■ Problem statement ■
Write out each record below exactly, but not the pictures.

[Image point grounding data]
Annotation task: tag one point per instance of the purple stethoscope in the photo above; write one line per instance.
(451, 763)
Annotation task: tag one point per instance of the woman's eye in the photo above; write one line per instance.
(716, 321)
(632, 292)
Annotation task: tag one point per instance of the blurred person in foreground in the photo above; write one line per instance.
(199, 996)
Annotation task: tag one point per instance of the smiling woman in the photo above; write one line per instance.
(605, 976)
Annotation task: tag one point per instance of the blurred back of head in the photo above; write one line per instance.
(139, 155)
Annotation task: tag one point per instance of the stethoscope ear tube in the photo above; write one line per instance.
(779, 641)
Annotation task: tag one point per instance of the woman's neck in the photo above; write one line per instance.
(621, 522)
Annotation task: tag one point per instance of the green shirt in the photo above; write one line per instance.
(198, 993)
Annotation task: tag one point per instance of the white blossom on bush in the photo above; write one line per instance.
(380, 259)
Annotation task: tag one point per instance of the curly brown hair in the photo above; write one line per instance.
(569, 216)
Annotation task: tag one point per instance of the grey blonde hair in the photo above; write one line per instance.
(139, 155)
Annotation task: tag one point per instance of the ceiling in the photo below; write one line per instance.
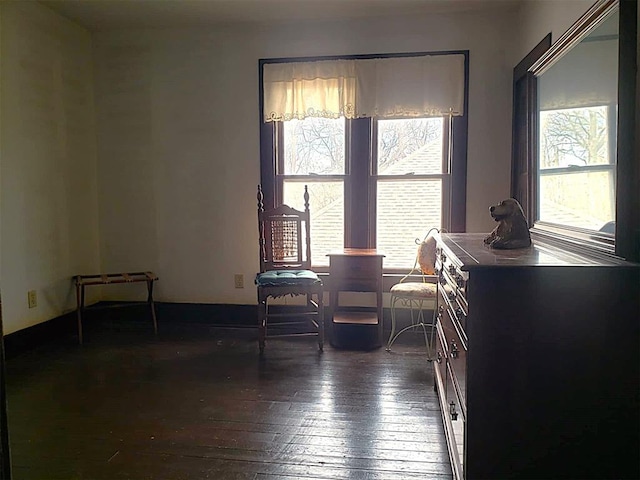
(118, 14)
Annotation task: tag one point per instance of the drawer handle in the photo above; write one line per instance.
(454, 349)
(452, 411)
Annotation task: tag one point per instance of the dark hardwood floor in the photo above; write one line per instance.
(199, 402)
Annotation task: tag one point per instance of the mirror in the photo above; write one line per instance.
(577, 128)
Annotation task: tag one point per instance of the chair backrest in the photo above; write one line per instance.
(425, 262)
(284, 236)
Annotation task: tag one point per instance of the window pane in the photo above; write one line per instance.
(314, 146)
(407, 209)
(574, 137)
(581, 199)
(576, 175)
(410, 146)
(326, 206)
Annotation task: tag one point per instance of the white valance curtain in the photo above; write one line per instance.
(420, 86)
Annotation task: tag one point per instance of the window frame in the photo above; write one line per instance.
(360, 196)
(626, 242)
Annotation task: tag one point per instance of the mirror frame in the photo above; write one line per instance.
(626, 242)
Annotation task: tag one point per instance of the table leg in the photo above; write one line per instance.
(152, 306)
(80, 305)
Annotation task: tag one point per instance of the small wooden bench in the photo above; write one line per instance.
(104, 279)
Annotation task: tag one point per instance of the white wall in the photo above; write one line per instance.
(47, 162)
(178, 149)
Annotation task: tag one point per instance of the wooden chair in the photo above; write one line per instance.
(285, 266)
(416, 294)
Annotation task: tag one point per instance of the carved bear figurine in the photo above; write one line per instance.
(512, 230)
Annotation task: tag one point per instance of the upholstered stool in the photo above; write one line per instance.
(413, 295)
(417, 295)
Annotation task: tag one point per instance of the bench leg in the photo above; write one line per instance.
(152, 306)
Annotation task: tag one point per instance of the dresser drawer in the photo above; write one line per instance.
(451, 275)
(456, 348)
(457, 421)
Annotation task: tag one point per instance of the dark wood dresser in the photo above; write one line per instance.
(537, 361)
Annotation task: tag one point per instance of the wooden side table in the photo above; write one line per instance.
(104, 279)
(355, 270)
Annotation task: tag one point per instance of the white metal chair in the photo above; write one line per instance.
(417, 295)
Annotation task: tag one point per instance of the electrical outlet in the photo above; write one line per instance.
(32, 299)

■ Response area ■
Annotation task: tag one point per instance of the purple stethoscope in the photo above; write one line per instance.
(451, 763)
Annotation task: tag one point per instance of the woman's eye in the photo above; write one line per instance.
(716, 321)
(632, 292)
Annotation task: tag one point per instance of the blurred person in foreground in the photo above; write one line per instance.
(199, 996)
Annotation task: tag one point per instance of the smiling woman in the photo above; write one line per instance.
(605, 976)
Annotation task: tag one point per instance of the blurred back of head in the photo above; write one line per instance.
(139, 155)
Annotation task: tag one point per instance of the stethoscope ear tube in the photo above; write one line per instance.
(779, 641)
Annotation task: tag one point per instance of the woman's neck in the photo above; write one line per instance.
(621, 522)
Annotation task: tag one point per instance of the green shirt in the photo above; write one line per instance.
(198, 993)
Annotation task: tag one point per instance of the white blossom on bush in the photo above; write one line per instance.
(380, 259)
Annotation task: tag one point per instance of the curly brown hair in the photo above; write one line per instance.
(569, 216)
Annotation task: tag one point per instance of the grey blonde hair in the photo above; write one line per instance.
(139, 155)
Annotation task: tag one point per instance of the ceiling in the photo below; write one line per instance.
(118, 14)
Annotation task: tag one point per instance of the drawer handle in the photo above; write one line per instance.
(454, 349)
(452, 411)
Annotation task: tag one point per instance of the dark hardwood floor in the photo above; write one line per instance.
(199, 402)
Annotation task: tag one point per instance of the mirror in the photo above; write one line per instance.
(577, 128)
Annotation task: tag one point per instance of the chair backrest in the photo above; write one line per instance.
(425, 262)
(284, 236)
Annotation task: tag one point per instance of the window pane in the photo above; write one line per instance.
(314, 146)
(407, 209)
(574, 137)
(581, 199)
(576, 175)
(410, 146)
(326, 206)
Annotation task: tag one point per instance of the white valance curtain in the photo above; write one line per instance.
(420, 86)
Annotation task: tag one point per instance of the window frame in the photo above; write one line per instance.
(360, 196)
(626, 242)
Annotation task: tag one point per instance of the mirror frame in the photo above; write one line per instance.
(626, 242)
Annotation task: tag one point per instance of the table leg in the photo above; write one line per instance.
(152, 306)
(80, 305)
Annotation task: tag one point per instance of the small wooden bench in the photo above; write one line per instance.
(104, 279)
Annotation task: tag one point per instance of the white wall in the photo above; write one line per instance.
(47, 162)
(178, 149)
Annotation task: tag one point per instance of the wooden chair in the photo above; write one line per instance.
(285, 266)
(416, 294)
Annotation task: tag one point per instance of the carved bear figurine in the photo above; write one line per instance.
(512, 230)
Annotation task: tag one point per instance of the upholstered stool in the photo above; write one line per instance.
(413, 295)
(417, 295)
Annotation task: tag one point per instance of the bench leg in the photo above; write one line per instance.
(152, 306)
Annotation task: tag one point per instance of the dresser drawer in the photo above; write one line per instance.
(451, 275)
(456, 348)
(457, 421)
Annotation task: tag one point per instance of the dark wood dresser in the photo above; write one line per instance.
(537, 361)
Annotation task: tag one point per instance of the wooden side table in the photo above; write one line per instance.
(104, 279)
(355, 270)
Annotation task: tag one point per instance of the white metal chair in the photo above; write one line per instance.
(417, 295)
Annotation task: tag one point per instance of the electrical outlet in the photo above; write one line per instance.
(32, 299)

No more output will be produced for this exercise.